[Items from a dataset]

--- START ---

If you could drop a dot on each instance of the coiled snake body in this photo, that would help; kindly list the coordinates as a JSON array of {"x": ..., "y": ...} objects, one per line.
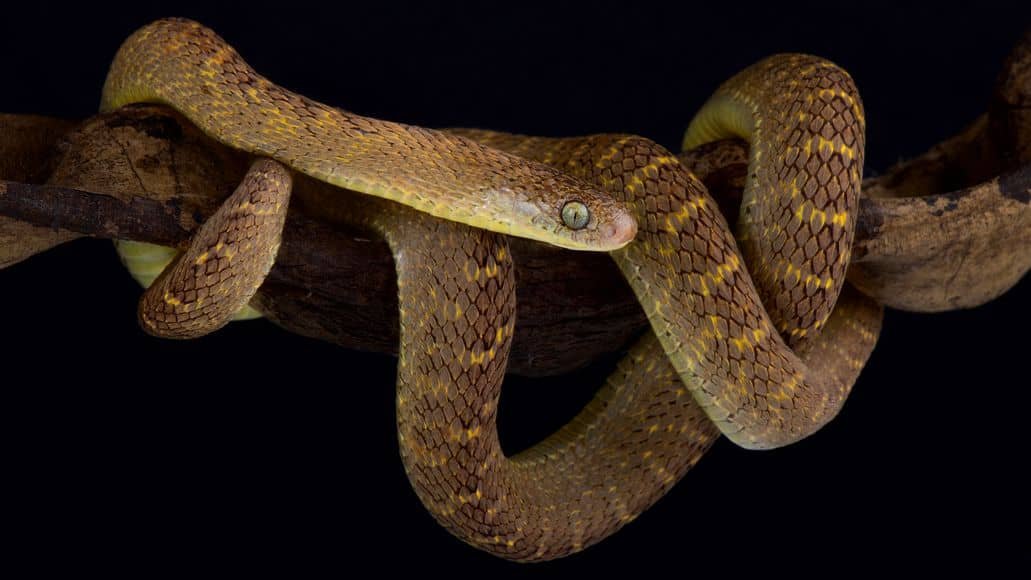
[{"x": 716, "y": 360}]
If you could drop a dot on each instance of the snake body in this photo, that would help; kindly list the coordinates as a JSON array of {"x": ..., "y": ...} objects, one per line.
[{"x": 714, "y": 361}]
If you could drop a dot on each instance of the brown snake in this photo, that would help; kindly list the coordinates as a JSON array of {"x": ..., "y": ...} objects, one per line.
[{"x": 717, "y": 360}]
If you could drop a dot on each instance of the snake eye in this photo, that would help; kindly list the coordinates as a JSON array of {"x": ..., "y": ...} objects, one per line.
[{"x": 575, "y": 215}]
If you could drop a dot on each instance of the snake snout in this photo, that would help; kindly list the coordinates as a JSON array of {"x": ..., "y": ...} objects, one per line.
[{"x": 619, "y": 231}]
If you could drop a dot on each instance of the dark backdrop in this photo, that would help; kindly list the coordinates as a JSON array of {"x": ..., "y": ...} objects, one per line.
[{"x": 258, "y": 447}]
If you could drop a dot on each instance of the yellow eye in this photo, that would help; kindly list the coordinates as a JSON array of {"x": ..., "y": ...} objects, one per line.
[{"x": 575, "y": 215}]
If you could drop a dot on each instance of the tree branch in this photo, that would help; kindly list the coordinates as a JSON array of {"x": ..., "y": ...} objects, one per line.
[{"x": 144, "y": 173}]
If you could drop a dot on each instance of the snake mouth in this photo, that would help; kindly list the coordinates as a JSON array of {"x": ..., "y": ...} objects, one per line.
[{"x": 618, "y": 232}]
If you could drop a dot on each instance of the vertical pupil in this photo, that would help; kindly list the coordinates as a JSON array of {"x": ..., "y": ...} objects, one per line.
[{"x": 575, "y": 215}]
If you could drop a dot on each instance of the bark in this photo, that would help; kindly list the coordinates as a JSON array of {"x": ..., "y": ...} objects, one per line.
[{"x": 144, "y": 173}]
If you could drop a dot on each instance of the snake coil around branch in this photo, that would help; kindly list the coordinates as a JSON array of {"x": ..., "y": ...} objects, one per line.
[{"x": 550, "y": 501}]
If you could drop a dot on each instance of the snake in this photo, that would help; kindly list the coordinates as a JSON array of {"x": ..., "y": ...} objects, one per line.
[{"x": 754, "y": 333}]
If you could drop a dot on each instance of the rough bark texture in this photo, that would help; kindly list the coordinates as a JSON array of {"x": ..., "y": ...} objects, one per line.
[{"x": 144, "y": 173}]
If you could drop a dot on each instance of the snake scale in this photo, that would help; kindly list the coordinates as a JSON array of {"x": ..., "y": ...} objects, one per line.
[{"x": 717, "y": 360}]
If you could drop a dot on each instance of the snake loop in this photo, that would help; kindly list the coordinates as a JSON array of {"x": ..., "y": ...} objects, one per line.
[{"x": 716, "y": 361}]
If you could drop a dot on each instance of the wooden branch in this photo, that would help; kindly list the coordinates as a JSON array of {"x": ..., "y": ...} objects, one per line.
[{"x": 144, "y": 173}]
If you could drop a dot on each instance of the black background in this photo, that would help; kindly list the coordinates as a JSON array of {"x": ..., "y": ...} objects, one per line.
[{"x": 256, "y": 448}]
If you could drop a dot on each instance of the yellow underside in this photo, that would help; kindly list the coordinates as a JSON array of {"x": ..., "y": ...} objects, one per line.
[
  {"x": 146, "y": 262},
  {"x": 721, "y": 117}
]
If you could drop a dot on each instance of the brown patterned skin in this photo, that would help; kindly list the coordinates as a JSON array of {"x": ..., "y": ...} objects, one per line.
[
  {"x": 805, "y": 122},
  {"x": 714, "y": 362},
  {"x": 227, "y": 260},
  {"x": 189, "y": 67}
]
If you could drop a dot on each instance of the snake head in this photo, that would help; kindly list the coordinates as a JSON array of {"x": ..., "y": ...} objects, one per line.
[{"x": 570, "y": 213}]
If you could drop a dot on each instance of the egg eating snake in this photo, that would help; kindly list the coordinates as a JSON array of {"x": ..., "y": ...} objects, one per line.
[{"x": 717, "y": 361}]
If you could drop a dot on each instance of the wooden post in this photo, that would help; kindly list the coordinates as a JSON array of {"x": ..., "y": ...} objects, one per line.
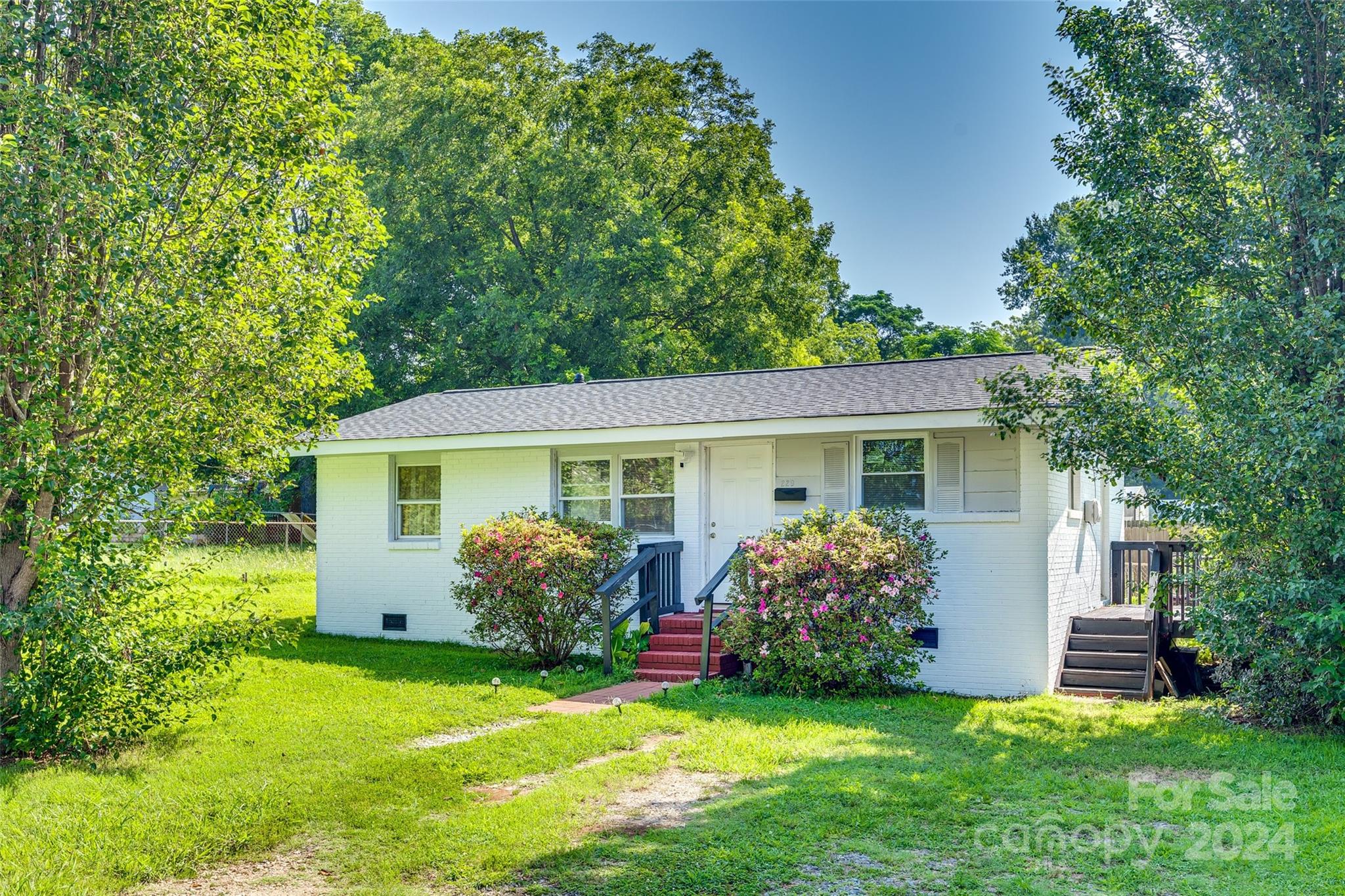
[
  {"x": 607, "y": 634},
  {"x": 707, "y": 621},
  {"x": 1118, "y": 575}
]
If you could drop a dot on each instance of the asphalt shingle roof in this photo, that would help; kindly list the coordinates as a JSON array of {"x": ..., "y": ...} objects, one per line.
[{"x": 839, "y": 390}]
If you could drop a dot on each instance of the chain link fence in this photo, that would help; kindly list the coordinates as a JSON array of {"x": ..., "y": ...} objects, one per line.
[{"x": 277, "y": 530}]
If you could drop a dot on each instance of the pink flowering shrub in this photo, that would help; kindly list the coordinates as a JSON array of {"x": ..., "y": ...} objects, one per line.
[
  {"x": 531, "y": 578},
  {"x": 827, "y": 603}
]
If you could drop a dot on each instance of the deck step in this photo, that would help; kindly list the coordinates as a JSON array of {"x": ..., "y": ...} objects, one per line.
[
  {"x": 682, "y": 641},
  {"x": 1099, "y": 625},
  {"x": 1124, "y": 643},
  {"x": 681, "y": 624},
  {"x": 677, "y": 658},
  {"x": 1106, "y": 660},
  {"x": 1107, "y": 679},
  {"x": 1129, "y": 694}
]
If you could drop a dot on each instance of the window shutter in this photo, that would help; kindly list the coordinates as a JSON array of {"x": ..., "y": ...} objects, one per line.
[
  {"x": 835, "y": 476},
  {"x": 947, "y": 476}
]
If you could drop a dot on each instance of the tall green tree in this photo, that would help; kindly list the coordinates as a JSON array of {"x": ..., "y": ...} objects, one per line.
[
  {"x": 181, "y": 242},
  {"x": 904, "y": 333},
  {"x": 1207, "y": 268},
  {"x": 617, "y": 214},
  {"x": 1047, "y": 242}
]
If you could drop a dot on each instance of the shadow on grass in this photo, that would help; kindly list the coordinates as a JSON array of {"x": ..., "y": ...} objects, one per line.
[
  {"x": 441, "y": 662},
  {"x": 925, "y": 798}
]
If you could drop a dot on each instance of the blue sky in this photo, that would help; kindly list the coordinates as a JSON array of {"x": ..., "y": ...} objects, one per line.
[{"x": 920, "y": 129}]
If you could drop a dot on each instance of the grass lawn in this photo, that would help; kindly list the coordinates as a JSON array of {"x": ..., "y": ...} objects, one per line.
[{"x": 910, "y": 794}]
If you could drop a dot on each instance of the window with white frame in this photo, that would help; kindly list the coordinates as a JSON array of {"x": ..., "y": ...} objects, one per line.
[
  {"x": 892, "y": 472},
  {"x": 632, "y": 492},
  {"x": 648, "y": 495},
  {"x": 586, "y": 489},
  {"x": 417, "y": 500}
]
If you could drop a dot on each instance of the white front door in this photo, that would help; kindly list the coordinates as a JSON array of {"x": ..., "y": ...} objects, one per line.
[{"x": 741, "y": 499}]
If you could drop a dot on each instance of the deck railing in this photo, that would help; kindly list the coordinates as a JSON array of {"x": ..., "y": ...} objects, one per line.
[
  {"x": 705, "y": 598},
  {"x": 1157, "y": 574},
  {"x": 658, "y": 572}
]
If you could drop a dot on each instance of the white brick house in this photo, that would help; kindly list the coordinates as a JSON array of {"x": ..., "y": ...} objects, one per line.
[{"x": 707, "y": 458}]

--- END ---

* _What to work on_:
Word for word, print out all of the records above; pass over the pictures.

* _Written answer_:
If you could drop a dot on each instance of the coiled snake body in this photo, that would help; kindly list the coordinates as a JSON array of {"x": ..., "y": ...} objects, one per line.
[{"x": 716, "y": 360}]
If you could drop a dot on each instance of the snake body in this photo, that would help; kindly list the coordinates as a JSON array of {"x": ..., "y": ...} objects, one per line.
[{"x": 714, "y": 361}]
If you could drop a dot on each instance of the brown snake in this photo, that would help; kindly list the coordinates as a JSON array of {"x": ..., "y": ...} objects, one per line.
[{"x": 717, "y": 360}]
If you could drop a dot on each instance of the snake eye in this photo, that would help; kindly list the coordinates as a JSON array of {"x": ..., "y": ...} objects, one per line.
[{"x": 575, "y": 215}]
If you could drop a dot on each instance of the snake snout in this photo, that would help; kindly list the coordinates as a JSON array of {"x": ..., "y": ...} objects, one per line.
[{"x": 619, "y": 231}]
If you could drop a dot on each instance of the dark backdrop in this photo, that would help; kindly list the coordinates as a JSON array of {"x": ..., "y": ...} objects, one per line.
[{"x": 258, "y": 447}]
If you could drop a dot on each instance of the yellow eye in this photo, that would help; kindly list the coordinates as a JSON array of {"x": ..., "y": ...} objects, one per line.
[{"x": 575, "y": 215}]
If you could drop a dot on each instance of the tree branch in this photo, that would help; kindly list the coordinates as a JSON array of {"x": ..., "y": ...} objects, one per line.
[{"x": 144, "y": 173}]
If you could drop a dot on each instance of the snake mouth in this photo, that would help; kindly list the coordinates as a JSON array of {"x": ..., "y": ...} objects, one per line.
[{"x": 618, "y": 232}]
If you could drop a dot on each instance of the vertical pupil in this photo, that would help; kindly list the coordinates as a JSON array of {"x": ..., "y": ...} objects, one per line.
[{"x": 575, "y": 215}]
If you could drop a dot on each instance of the bark in this photo, that would help; kindly list the coordinates as a JSON array of {"x": ..., "y": ...} objects, one per line.
[{"x": 144, "y": 173}]
If you could drop a dot on each instance of the snake coil around branch in this photo, that would help; kindly list the coordinates as a JSON array of {"x": ..., "y": ...} objects, one per line.
[{"x": 550, "y": 501}]
If you could drop a dot on each instance of the snake in this photo, that would help; kindly list the coordinates as a JSON array of {"x": ..., "y": ...} objects, one per line.
[{"x": 754, "y": 333}]
If you could drop a dot on each instance of the rough bark texture in this photo, that would help; kindly list the coordinates as a JSON array of {"x": ..., "y": ...} objects, one per line.
[{"x": 144, "y": 173}]
If you could drop a dot on each instance of the snake scale in this photo, that would help; kindly list the coordinates as a JSON array of {"x": ..., "y": ...} objects, one per line.
[{"x": 717, "y": 360}]
If you could drop a dot on each instance of the snake loop in this photo, that would help; kindly list the coordinates as a JSON array of {"x": ..., "y": ...} objects, one per line.
[{"x": 716, "y": 361}]
If you could drop a dot on each instance of the wooden branch in this photo, that would help; kindly list the coordinates as a JSON array of {"x": ..., "y": ...} objects, one per line.
[{"x": 144, "y": 173}]
If you could drop a dot on each instance of the black background in this photo, that would help; kindly list the coordinates as a JSON array of {"x": ..., "y": ...} objects, one per line.
[{"x": 256, "y": 448}]
If you could drop a dot on each instance of the yellow underside in this photo, that would help; kindly list the coordinates as a JSON array of {"x": ..., "y": ...} objects, one per line.
[
  {"x": 146, "y": 262},
  {"x": 721, "y": 117}
]
If you could drop a dot on each instance of the brown patterned skin in this photo, that would help; kindly list the coordinates as a JSON array of {"x": ..., "y": ...} objects, one per line.
[
  {"x": 805, "y": 122},
  {"x": 714, "y": 362},
  {"x": 227, "y": 260},
  {"x": 189, "y": 67}
]
If you could drop a dot on each instance of the snake head in this photo, that would help; kindly list the coordinates as a JSON array of {"x": ..., "y": ...} objects, one per line.
[{"x": 570, "y": 213}]
If you could drop a dot on each instance of the egg eating snake in this photo, that would help; kindly list the coordinates as a JSON array of {"x": ..., "y": ...} objects, one per line.
[{"x": 717, "y": 361}]
If you could drop a dot on each instance of the wooden post in this photo, that would help; kindly list the coordinates as a JSON array of {"x": ..., "y": ...} objects, one per line.
[
  {"x": 607, "y": 634},
  {"x": 707, "y": 621},
  {"x": 1118, "y": 575}
]
If you could drop a dot on each instance of the asphalt shingle roof in this photo, that would help; kindly list the coordinates as a JSON array of {"x": ..., "y": ...} objects, one per line.
[{"x": 839, "y": 390}]
If you could drop a dot on each instance of the chain link fence in this photo, that would help; kindly list the coordinates as a JSON array of {"x": ..., "y": ...} objects, one per line.
[{"x": 277, "y": 530}]
If you could drop a dot on each instance of the pink flowering shrub in this photo, that would help; kindly list the coordinates as a JSON array of {"x": ..., "y": ...} objects, one per line.
[
  {"x": 531, "y": 578},
  {"x": 827, "y": 603}
]
If you could drop a dot on each instance of the deck step in this photo, that would help; kindly list the coordinates as a JSON array of {"x": ..., "y": ...} objects, one per line.
[
  {"x": 682, "y": 641},
  {"x": 1099, "y": 625},
  {"x": 1124, "y": 643},
  {"x": 681, "y": 624},
  {"x": 677, "y": 658},
  {"x": 1106, "y": 660},
  {"x": 1107, "y": 679},
  {"x": 1129, "y": 694}
]
If you could drop a dot on each instance of the window shutter in this photo, that would help; kindly list the coordinates as a JSON array of {"x": ..., "y": ...} objects, one per line.
[
  {"x": 835, "y": 476},
  {"x": 947, "y": 476}
]
If you could drop a dot on each instance of the tall green tree in this photo, that would help; kindly list the coordinates as a JSON array of {"x": ..., "y": ...} objects, one per line.
[
  {"x": 181, "y": 242},
  {"x": 904, "y": 333},
  {"x": 1207, "y": 268},
  {"x": 617, "y": 214},
  {"x": 1047, "y": 242}
]
If you could drop a dot on each instance of the shadow on grass in this photo, that would help; kindly list the coordinates as a JSON array of {"x": ..., "y": ...} objects, one per line.
[
  {"x": 441, "y": 662},
  {"x": 925, "y": 798}
]
If you could drop a dot on each instance of the blue sky in this photo, that would help; kindly list the coordinates as a JSON array of {"x": ..., "y": ...} objects, one per line.
[{"x": 920, "y": 129}]
If you could drop a dot on each instance of the grass lawn in this photo, that would help; kindly list the coordinates as a JSON array of {"x": ..., "y": ...} objects, one per line.
[{"x": 910, "y": 794}]
If you could drop a dot on each instance of the window with white frame in this photo, that would help; kindly list the coordinates as a JSON array of {"x": ..., "y": ...} objects, one per line.
[
  {"x": 892, "y": 472},
  {"x": 632, "y": 492},
  {"x": 648, "y": 495},
  {"x": 586, "y": 489},
  {"x": 417, "y": 500}
]
If you could drop a dot on each instance of the white front door in this photo, that would help; kindly list the coordinates as a JSON array of {"x": ..., "y": ...} objects, one per line.
[{"x": 741, "y": 499}]
If you could drop a dot on each instance of the deck railing in this photo, that would help; kindly list the coordinates as a JSON array of {"x": ..., "y": ...} objects, one per line.
[
  {"x": 705, "y": 598},
  {"x": 1157, "y": 574},
  {"x": 658, "y": 572}
]
If you could drop a dot on each instance of the white brick house in this photo, that would help; kindly list the coordinates as a JSON array of {"x": ..., "y": ...} objects, one per line.
[{"x": 707, "y": 458}]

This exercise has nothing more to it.